[Point labeling dataset excerpts]

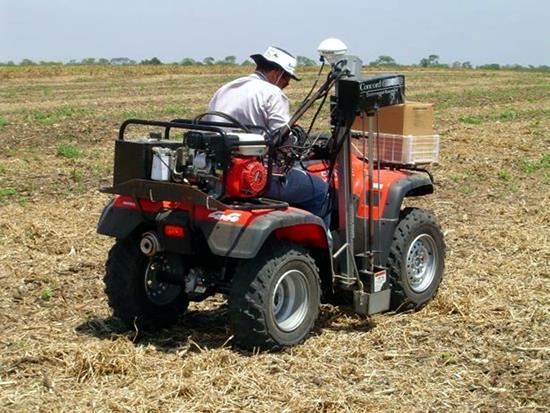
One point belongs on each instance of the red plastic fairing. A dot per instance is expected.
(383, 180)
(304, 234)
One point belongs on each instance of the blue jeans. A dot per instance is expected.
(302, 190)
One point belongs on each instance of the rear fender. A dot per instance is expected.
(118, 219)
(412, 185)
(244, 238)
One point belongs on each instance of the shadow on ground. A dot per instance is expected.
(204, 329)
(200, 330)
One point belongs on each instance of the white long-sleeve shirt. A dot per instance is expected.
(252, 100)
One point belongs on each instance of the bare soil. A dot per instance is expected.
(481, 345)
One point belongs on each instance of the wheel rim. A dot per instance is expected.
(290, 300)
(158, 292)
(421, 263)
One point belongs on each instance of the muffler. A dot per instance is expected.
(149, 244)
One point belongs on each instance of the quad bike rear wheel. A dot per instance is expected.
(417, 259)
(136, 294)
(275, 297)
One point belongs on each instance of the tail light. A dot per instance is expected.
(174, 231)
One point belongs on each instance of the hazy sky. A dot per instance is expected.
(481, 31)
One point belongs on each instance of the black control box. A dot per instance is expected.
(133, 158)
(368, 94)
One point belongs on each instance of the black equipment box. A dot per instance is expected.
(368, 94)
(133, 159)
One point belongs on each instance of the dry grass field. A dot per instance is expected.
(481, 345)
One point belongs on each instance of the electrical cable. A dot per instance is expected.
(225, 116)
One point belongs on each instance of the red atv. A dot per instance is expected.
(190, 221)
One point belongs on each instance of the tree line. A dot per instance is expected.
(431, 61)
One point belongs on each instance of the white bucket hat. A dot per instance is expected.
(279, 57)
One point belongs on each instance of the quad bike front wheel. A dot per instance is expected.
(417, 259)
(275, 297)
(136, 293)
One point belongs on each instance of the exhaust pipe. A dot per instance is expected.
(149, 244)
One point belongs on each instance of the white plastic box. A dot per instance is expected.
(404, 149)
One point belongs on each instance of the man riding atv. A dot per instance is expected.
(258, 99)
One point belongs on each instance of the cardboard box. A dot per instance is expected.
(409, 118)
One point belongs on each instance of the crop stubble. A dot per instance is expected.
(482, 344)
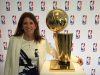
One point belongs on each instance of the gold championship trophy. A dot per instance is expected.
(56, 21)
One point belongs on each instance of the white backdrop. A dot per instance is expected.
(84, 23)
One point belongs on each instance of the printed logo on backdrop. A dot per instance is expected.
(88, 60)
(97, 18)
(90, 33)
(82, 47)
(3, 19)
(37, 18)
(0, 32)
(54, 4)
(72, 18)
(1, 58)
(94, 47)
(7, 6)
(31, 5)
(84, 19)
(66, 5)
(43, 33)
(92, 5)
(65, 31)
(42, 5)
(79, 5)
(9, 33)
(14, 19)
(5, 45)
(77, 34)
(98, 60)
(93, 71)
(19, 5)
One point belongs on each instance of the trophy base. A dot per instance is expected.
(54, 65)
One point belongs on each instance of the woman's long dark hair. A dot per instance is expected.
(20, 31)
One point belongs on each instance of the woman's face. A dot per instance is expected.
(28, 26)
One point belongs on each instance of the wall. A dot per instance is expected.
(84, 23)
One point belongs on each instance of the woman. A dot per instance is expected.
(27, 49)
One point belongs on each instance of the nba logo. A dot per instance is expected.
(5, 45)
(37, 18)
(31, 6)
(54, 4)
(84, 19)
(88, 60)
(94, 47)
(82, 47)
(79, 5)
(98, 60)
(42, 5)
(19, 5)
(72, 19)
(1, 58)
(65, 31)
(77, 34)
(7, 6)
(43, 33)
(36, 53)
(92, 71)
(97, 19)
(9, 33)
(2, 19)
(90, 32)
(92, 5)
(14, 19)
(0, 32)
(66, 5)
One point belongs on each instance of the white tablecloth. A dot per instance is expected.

- [PROBLEM STATEMENT]: Can you quote exactly the lines from the one containing "One point belongs on each instance of the wall." through the last line of the records above, and nothing else?

- [RESPONSE TO THE EXERCISE]:
One point belongs on each instance of the wall. A dot per instance is expected.
(84, 23)
One point belongs on each instance of the woman. A dot per instance is expected.
(27, 49)
One point belongs on each instance of the nba logo. A dot per instance is expected.
(5, 45)
(37, 18)
(31, 6)
(54, 4)
(84, 19)
(88, 60)
(94, 47)
(82, 47)
(79, 5)
(98, 60)
(42, 5)
(19, 5)
(72, 19)
(1, 58)
(65, 31)
(77, 34)
(7, 6)
(43, 33)
(36, 53)
(92, 71)
(97, 19)
(9, 33)
(2, 19)
(90, 32)
(92, 5)
(14, 19)
(0, 32)
(66, 5)
One point belongs on each instance of the white tablecloth. A dot per instance is expected.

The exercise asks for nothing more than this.